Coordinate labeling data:
▼
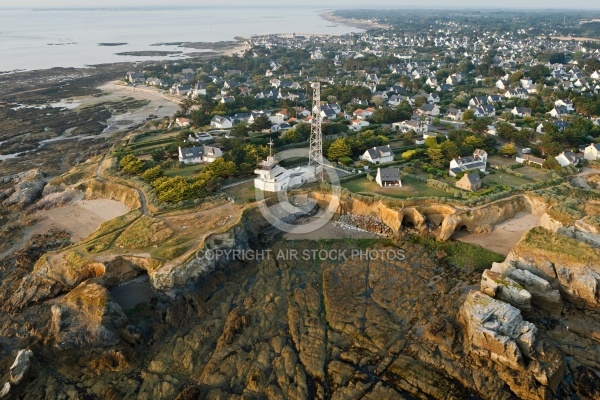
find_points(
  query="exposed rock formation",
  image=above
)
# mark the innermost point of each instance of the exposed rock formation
(19, 371)
(496, 330)
(218, 249)
(567, 264)
(87, 316)
(28, 187)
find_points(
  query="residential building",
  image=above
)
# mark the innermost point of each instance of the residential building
(379, 155)
(199, 154)
(388, 177)
(461, 164)
(470, 182)
(592, 152)
(567, 158)
(221, 122)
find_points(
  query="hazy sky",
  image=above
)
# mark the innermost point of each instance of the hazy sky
(575, 4)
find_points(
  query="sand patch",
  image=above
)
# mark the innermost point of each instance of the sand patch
(80, 218)
(504, 236)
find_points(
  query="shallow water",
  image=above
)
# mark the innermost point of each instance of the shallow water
(70, 37)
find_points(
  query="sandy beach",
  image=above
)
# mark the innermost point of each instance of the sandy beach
(79, 218)
(504, 236)
(357, 23)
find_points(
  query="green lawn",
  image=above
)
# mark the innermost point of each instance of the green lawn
(535, 173)
(244, 193)
(502, 178)
(156, 136)
(501, 161)
(410, 188)
(187, 171)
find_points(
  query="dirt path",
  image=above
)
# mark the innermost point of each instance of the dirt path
(504, 236)
(80, 218)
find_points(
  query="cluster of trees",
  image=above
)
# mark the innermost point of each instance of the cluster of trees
(459, 143)
(353, 146)
(388, 115)
(239, 160)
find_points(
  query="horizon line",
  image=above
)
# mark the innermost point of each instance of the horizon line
(340, 7)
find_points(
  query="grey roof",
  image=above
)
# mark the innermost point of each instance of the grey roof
(473, 178)
(377, 152)
(389, 174)
(188, 153)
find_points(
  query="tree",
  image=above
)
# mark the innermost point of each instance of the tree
(516, 77)
(260, 123)
(437, 156)
(152, 174)
(409, 154)
(158, 155)
(291, 136)
(419, 101)
(408, 138)
(131, 164)
(468, 115)
(450, 150)
(505, 131)
(431, 142)
(378, 100)
(338, 149)
(551, 163)
(240, 130)
(480, 124)
(508, 150)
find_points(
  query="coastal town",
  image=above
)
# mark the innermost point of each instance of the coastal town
(446, 102)
(407, 211)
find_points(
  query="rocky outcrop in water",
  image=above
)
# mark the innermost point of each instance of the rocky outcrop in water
(27, 188)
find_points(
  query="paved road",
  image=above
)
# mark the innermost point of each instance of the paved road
(141, 194)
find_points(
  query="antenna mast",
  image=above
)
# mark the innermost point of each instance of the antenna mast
(315, 153)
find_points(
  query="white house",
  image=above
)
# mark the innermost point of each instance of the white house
(221, 122)
(378, 155)
(358, 124)
(521, 111)
(272, 177)
(564, 103)
(182, 122)
(454, 114)
(592, 152)
(199, 154)
(388, 177)
(567, 158)
(477, 161)
(429, 109)
(559, 111)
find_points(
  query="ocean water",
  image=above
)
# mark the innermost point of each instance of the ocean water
(44, 38)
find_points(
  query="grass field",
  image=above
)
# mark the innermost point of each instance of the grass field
(501, 161)
(243, 193)
(410, 188)
(156, 136)
(502, 178)
(535, 173)
(187, 171)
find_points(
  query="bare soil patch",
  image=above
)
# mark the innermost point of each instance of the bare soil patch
(504, 236)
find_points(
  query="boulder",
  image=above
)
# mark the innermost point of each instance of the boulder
(496, 330)
(502, 287)
(21, 366)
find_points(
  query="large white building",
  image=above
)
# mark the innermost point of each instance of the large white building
(592, 152)
(272, 177)
(379, 155)
(199, 154)
(462, 164)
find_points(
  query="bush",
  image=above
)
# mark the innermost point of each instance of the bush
(345, 161)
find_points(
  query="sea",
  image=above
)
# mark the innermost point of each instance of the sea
(41, 38)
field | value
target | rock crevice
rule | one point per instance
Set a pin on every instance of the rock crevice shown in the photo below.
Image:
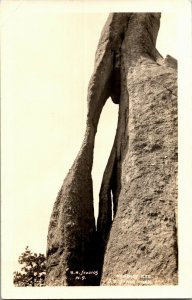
(140, 180)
▲
### WRITTEN PROBLEM
Rewrite the entries starting at the line that contains "field | value" and ending at the last line of the entries, keeping the requests and raising every coordinate in the answers by 60. Omit the pictures.

### RESULT FOR THIS TASK
field | value
target | rock crevice
rule | one point per instance
Set a pin on every instance of the rock crevice shown in the photo below.
Image:
(200, 240)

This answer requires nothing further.